═══ RECORD EXCERPTS

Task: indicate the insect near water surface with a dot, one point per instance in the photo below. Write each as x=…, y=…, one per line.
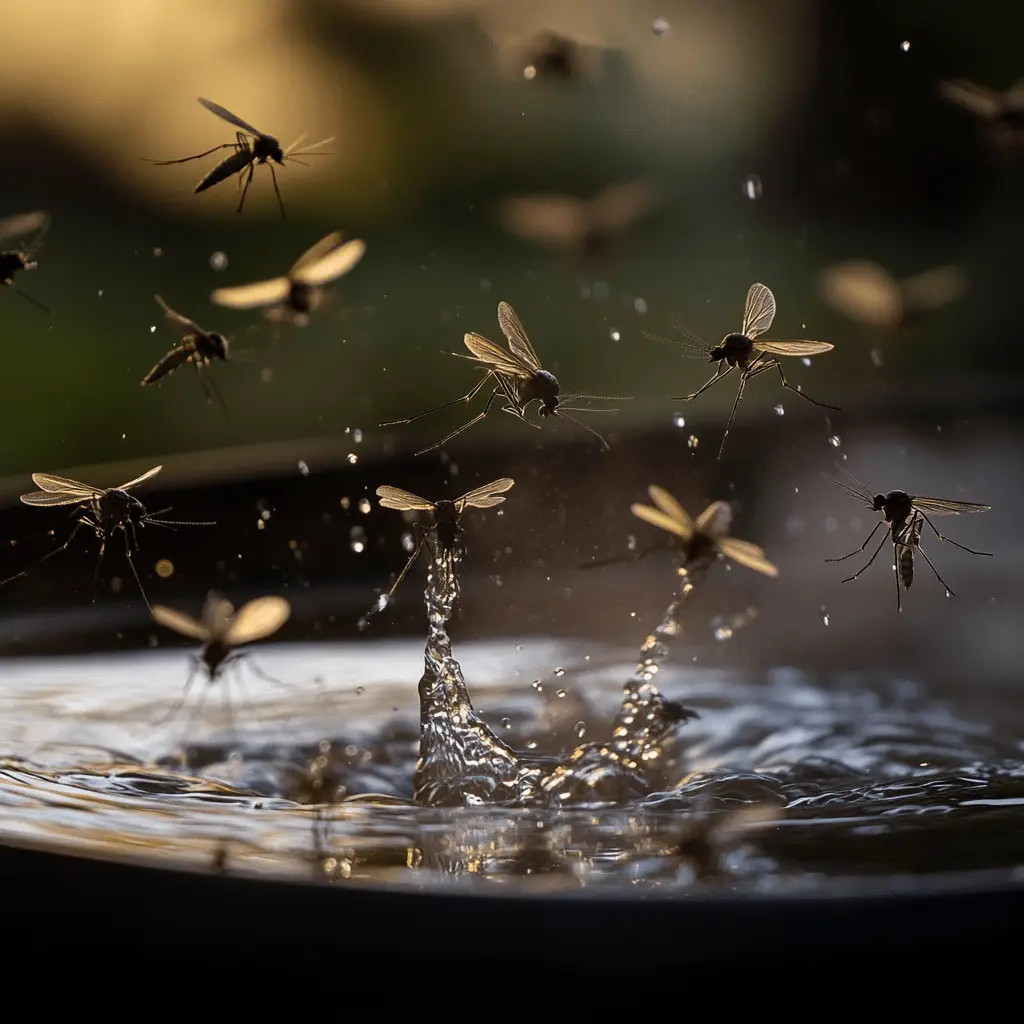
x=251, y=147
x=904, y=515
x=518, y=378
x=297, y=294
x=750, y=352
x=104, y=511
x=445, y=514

══════
═══ RECORD EXCERPTS

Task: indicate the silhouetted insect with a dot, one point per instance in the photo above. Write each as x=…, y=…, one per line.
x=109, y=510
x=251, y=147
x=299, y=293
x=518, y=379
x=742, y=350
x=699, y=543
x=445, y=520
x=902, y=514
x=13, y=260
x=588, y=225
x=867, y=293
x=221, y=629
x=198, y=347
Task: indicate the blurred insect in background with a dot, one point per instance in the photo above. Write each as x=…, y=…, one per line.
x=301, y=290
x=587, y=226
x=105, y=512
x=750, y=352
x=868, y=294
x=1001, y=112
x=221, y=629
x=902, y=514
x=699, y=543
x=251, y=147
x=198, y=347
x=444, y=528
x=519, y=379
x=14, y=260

══════
═══ RECORD EXCERPTS

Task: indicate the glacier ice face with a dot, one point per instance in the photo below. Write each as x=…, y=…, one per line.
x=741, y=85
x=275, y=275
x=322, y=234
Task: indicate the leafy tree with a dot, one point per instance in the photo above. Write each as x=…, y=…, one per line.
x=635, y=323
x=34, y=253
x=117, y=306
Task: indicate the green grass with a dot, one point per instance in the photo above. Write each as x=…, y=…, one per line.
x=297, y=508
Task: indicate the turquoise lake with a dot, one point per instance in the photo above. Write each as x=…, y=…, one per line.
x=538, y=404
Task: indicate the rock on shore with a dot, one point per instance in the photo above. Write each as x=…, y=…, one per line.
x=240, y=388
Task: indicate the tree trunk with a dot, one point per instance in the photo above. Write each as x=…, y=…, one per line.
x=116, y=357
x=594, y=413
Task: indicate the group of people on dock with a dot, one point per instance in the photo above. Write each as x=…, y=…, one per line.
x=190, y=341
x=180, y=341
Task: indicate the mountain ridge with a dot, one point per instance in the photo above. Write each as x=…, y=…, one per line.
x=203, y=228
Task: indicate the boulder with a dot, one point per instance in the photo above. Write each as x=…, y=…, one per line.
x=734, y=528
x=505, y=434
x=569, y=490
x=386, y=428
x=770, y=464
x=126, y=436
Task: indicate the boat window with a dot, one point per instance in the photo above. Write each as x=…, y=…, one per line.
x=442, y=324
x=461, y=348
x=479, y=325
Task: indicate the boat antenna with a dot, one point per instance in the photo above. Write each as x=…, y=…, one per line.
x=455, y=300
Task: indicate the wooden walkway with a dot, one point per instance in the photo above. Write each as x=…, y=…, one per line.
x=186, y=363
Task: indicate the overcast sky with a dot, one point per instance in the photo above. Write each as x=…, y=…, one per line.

══════

■ EXERCISE REQUIREMENTS
Repeat the rows from the line containing "Task: indicate the blurred" through the line containing "x=14, y=260", inclusive, word for word.

■ WRITTEN ANSWER
Task: indicate the blurred insect in background with a dot, one point per instance in the photo above. Write each as x=…, y=…, one per line.
x=301, y=290
x=587, y=226
x=105, y=512
x=750, y=352
x=868, y=294
x=1001, y=112
x=221, y=629
x=902, y=514
x=699, y=543
x=251, y=147
x=198, y=347
x=444, y=528
x=519, y=379
x=14, y=260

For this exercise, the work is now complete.